--- About this task ---
An exact transcription of each entry below is required, without any pictures.

--- Exercise inputs ---

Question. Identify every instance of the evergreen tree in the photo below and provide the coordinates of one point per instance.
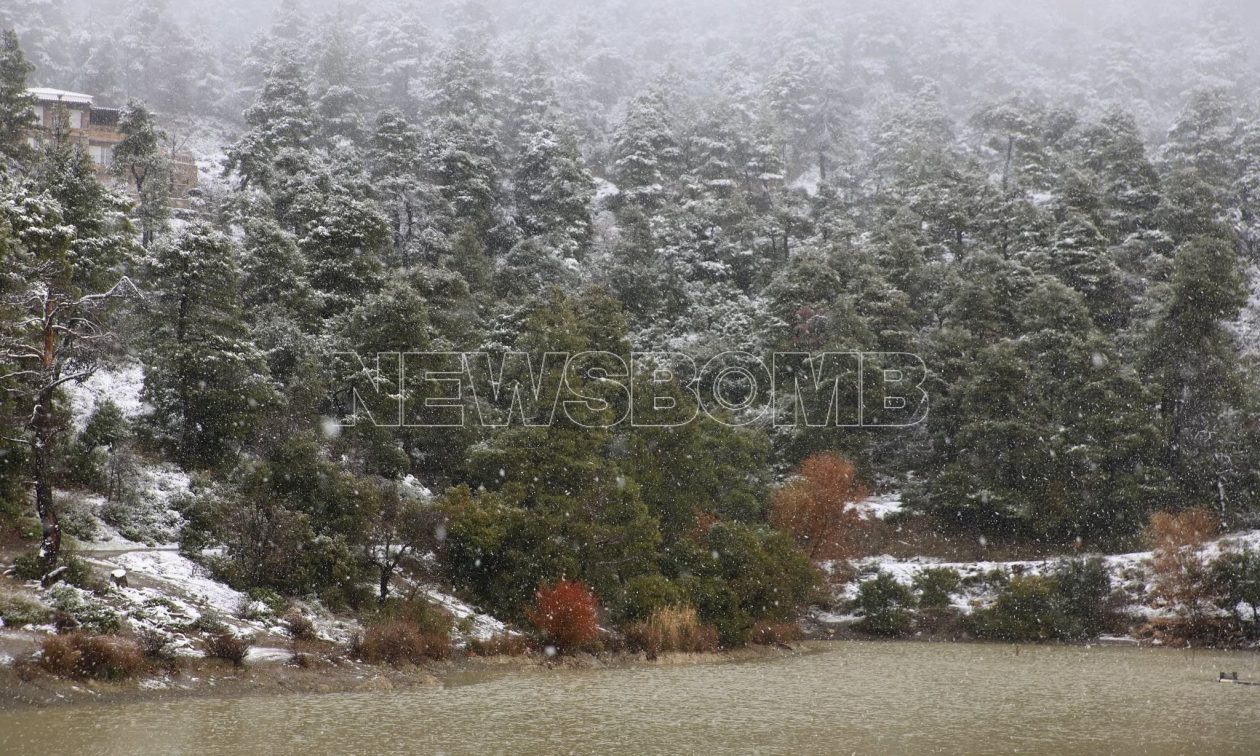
(206, 379)
(1203, 395)
(17, 107)
(553, 192)
(645, 154)
(137, 159)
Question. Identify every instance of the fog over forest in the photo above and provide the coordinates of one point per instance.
(207, 209)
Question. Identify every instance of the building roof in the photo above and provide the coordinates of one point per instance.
(47, 95)
(103, 116)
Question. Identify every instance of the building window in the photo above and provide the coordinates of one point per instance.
(101, 154)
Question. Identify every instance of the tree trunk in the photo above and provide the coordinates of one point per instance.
(51, 531)
(386, 573)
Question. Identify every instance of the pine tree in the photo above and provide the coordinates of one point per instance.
(280, 122)
(139, 160)
(53, 332)
(342, 245)
(553, 192)
(645, 154)
(206, 379)
(1192, 358)
(395, 165)
(17, 107)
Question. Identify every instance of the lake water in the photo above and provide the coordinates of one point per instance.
(849, 698)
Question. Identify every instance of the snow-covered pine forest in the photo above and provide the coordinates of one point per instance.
(1055, 206)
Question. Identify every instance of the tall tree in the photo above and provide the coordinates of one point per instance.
(140, 160)
(206, 379)
(17, 106)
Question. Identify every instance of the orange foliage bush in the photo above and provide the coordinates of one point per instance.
(1181, 576)
(566, 614)
(815, 508)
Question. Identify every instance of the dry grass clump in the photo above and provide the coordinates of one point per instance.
(766, 633)
(400, 640)
(96, 657)
(227, 647)
(502, 644)
(672, 629)
(299, 626)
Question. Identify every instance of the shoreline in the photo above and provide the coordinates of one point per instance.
(211, 678)
(216, 679)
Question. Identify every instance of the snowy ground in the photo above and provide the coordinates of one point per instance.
(1128, 571)
(121, 384)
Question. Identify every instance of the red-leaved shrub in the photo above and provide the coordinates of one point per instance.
(566, 614)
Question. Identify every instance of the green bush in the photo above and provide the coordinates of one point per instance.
(1071, 602)
(1236, 582)
(1084, 594)
(645, 594)
(1027, 610)
(17, 610)
(85, 611)
(935, 586)
(885, 606)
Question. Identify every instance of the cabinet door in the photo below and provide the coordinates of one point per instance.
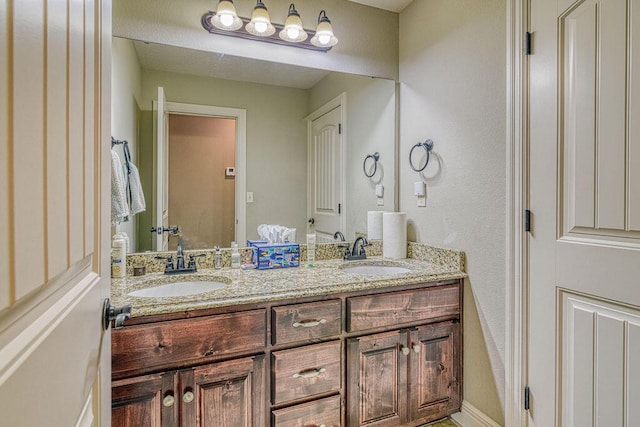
(226, 394)
(434, 370)
(377, 380)
(145, 401)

--- Reply ---
Question. Identify every instance of the evergreen tree in the photo below and provide the coordinates of one point per instance.
(206, 379)
(1203, 395)
(17, 107)
(553, 192)
(645, 154)
(137, 159)
Question. Identify every instance of the fog over forest in the photo above and provide the coordinates of one point per instance.
(207, 209)
Question. Identify every instance of the building roof in the photo above and provide the coordinates of one point per instance.
(47, 95)
(103, 116)
Question. Identify every instance of the building window in the photo above and provide the coordinates of one point per instance.
(101, 154)
Question. Identify every instance of the tree trunk in the photo above and provide the coordinates of one point per instance.
(51, 531)
(386, 573)
Question. Identify every instance of the pine tree in the photo above and provide the coordinates of one point per instance.
(280, 122)
(139, 160)
(53, 332)
(342, 245)
(553, 192)
(645, 154)
(206, 379)
(1192, 358)
(395, 165)
(17, 107)
Question. Identify every instance of the lake water in the photo above and provide the coordinates of one point per instance.
(849, 698)
Question. Identify every instance of the snow-covered pine forest in the photo above and provide the coordinates of one point per instance.
(1055, 206)
Question. Identify every instance of the tall tree in the photo above and provide the coordinates of one point per instance.
(140, 160)
(206, 379)
(17, 106)
Question. Identify every instance of the orange foliage bush in the photo above and provide the coordinates of one point per instance.
(1181, 576)
(566, 614)
(815, 508)
Question. Identify every instance of the dry grass clump in the photo above and provide the coordinates of one point per instance.
(766, 633)
(400, 640)
(96, 657)
(227, 647)
(502, 644)
(672, 629)
(299, 626)
Question. Identify every instance of the shoreline in the photo above and provide the coordinates of one point per instance.
(211, 678)
(216, 679)
Question. Identify every instance of the snowy ground in the photo above and provide the coordinates of one point per instance.
(1128, 571)
(121, 384)
Question. Identify every instance of the red-leaved shrub in the photo above and provide the coordinates of one point per instance.
(566, 614)
Question. Identify every instance of the green bush in the photo above and provide the coordinates of one point per instance.
(1071, 602)
(1236, 582)
(1084, 594)
(645, 594)
(1027, 610)
(17, 610)
(85, 611)
(935, 586)
(885, 606)
Question. Identify every instance of the cabinet door in the photo below and provide the coordinates of one point per instance.
(226, 394)
(434, 370)
(377, 380)
(145, 401)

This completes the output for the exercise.